§ **Assigned task**: From the material below, copy each line that holds the word "runway".

§ **Source data**:
== == ==

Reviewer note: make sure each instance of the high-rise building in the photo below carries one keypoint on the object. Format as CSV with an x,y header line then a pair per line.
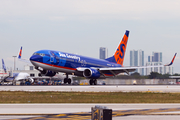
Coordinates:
x,y
103,53
137,59
156,59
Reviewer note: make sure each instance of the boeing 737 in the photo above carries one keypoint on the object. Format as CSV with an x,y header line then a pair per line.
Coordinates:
x,y
50,62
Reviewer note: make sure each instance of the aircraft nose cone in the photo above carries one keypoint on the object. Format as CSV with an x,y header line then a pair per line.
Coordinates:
x,y
35,58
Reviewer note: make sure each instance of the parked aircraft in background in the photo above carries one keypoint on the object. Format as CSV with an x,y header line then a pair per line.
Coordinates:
x,y
15,76
50,62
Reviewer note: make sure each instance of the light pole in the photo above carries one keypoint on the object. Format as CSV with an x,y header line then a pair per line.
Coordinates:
x,y
14,62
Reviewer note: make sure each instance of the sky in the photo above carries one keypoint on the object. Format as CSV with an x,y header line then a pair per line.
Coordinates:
x,y
83,26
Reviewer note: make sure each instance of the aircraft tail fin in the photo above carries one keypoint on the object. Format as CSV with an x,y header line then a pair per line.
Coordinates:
x,y
171,61
3,66
20,53
118,56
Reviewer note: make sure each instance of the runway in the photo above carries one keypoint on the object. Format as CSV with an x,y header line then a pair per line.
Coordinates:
x,y
70,111
100,88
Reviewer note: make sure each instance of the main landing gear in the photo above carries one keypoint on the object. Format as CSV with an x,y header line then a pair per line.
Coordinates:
x,y
67,80
93,82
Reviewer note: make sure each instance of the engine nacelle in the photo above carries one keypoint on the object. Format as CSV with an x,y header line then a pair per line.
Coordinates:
x,y
47,73
91,73
30,80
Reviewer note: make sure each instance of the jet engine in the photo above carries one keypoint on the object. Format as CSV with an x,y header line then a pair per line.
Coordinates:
x,y
30,80
91,73
47,73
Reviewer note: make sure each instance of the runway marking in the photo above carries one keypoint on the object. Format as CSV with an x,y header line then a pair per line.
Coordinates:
x,y
87,115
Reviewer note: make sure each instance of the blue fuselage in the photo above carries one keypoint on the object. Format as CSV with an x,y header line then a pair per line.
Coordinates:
x,y
68,63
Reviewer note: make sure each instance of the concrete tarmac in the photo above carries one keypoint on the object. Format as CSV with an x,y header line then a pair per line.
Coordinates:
x,y
75,108
96,88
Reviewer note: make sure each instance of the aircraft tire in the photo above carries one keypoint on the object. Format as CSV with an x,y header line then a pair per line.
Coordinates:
x,y
91,82
69,81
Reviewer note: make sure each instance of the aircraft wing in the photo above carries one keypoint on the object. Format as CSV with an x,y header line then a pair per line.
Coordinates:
x,y
23,60
115,70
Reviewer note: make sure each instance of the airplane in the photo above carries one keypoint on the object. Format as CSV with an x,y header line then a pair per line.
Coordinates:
x,y
50,62
16,76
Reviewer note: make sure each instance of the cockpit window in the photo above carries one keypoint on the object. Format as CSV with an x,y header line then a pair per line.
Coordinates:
x,y
41,54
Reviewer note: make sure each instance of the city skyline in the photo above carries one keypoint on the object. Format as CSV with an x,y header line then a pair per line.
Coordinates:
x,y
82,28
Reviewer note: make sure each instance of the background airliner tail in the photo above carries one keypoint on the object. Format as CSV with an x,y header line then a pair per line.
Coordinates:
x,y
20,53
119,54
3,66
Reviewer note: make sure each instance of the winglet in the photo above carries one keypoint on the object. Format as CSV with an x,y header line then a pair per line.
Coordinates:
x,y
3,65
171,61
120,52
20,53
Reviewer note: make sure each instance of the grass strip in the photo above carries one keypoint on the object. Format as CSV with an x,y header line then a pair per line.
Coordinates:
x,y
87,97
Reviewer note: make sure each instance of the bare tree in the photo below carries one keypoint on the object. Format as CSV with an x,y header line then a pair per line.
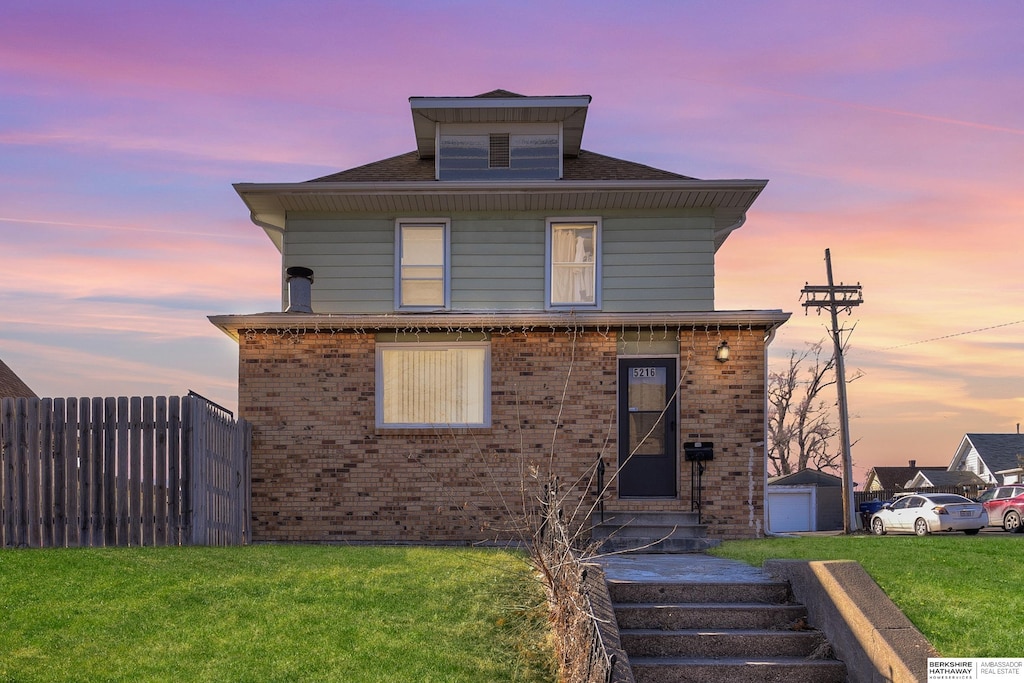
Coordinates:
x,y
802,426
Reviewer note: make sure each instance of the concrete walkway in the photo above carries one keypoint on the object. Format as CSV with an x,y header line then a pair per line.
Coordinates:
x,y
685,567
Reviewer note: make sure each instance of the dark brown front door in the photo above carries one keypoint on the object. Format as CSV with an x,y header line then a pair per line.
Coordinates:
x,y
646,428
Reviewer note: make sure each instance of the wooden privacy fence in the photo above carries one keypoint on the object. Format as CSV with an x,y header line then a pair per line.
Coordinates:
x,y
139,471
970,491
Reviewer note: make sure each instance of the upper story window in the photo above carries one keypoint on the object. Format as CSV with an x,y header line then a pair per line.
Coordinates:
x,y
422,264
573,263
521,152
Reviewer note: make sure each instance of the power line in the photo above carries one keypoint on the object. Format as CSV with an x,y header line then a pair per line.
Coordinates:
x,y
956,334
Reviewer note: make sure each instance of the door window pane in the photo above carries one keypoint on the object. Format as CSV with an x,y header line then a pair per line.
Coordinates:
x,y
646,402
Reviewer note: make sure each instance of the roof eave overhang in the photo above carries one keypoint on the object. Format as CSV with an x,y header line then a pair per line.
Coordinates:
x,y
269,204
569,111
235,326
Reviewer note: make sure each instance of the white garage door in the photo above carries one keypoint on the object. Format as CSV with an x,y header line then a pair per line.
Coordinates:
x,y
791,509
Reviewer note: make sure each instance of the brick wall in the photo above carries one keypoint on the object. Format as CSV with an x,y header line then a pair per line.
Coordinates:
x,y
323,472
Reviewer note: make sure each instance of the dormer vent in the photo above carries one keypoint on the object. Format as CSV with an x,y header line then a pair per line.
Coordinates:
x,y
300,283
499,157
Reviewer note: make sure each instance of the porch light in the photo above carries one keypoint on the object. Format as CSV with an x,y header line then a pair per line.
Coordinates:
x,y
722,352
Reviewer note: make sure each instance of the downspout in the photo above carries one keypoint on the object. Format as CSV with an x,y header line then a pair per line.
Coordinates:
x,y
276,235
769,338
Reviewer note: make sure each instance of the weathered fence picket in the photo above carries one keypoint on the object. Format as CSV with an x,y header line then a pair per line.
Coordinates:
x,y
139,471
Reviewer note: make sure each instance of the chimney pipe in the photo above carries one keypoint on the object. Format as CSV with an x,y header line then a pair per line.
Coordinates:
x,y
300,283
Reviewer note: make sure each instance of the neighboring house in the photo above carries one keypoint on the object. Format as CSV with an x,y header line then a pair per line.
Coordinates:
x,y
805,501
11,385
497,307
895,478
945,478
997,459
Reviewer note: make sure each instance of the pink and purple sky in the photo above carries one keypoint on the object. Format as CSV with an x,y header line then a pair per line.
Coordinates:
x,y
891,133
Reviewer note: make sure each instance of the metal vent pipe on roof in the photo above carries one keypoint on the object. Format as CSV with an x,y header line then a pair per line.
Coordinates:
x,y
300,282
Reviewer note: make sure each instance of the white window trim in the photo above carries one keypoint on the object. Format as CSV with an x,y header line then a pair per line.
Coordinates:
x,y
598,248
445,223
380,347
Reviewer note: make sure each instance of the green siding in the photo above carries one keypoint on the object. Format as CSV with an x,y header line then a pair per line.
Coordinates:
x,y
655,263
498,263
352,262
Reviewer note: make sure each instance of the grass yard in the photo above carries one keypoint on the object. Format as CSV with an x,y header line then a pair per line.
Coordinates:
x,y
271,613
964,593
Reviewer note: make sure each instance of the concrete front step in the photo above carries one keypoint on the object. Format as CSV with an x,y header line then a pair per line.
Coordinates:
x,y
638,530
733,631
620,519
736,670
720,643
655,545
770,592
710,615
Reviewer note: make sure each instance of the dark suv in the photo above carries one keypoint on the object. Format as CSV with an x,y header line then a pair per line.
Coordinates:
x,y
1005,506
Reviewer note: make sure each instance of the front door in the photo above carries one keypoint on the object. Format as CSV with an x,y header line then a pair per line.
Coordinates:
x,y
646,427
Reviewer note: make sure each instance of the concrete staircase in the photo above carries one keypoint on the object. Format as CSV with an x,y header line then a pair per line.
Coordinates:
x,y
650,532
706,632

== == ==

§ **Final answer**:
Reviewer note: make sure each instance of the runway in the photo above carries one keypoint on the object. Format as CSV with an x,y header line then a pair per line.
Reviewer note: make sure each instance of the runway marking in the photo above carries one keypoint on the object. Format as CSV with an x,y header line then a pair per line.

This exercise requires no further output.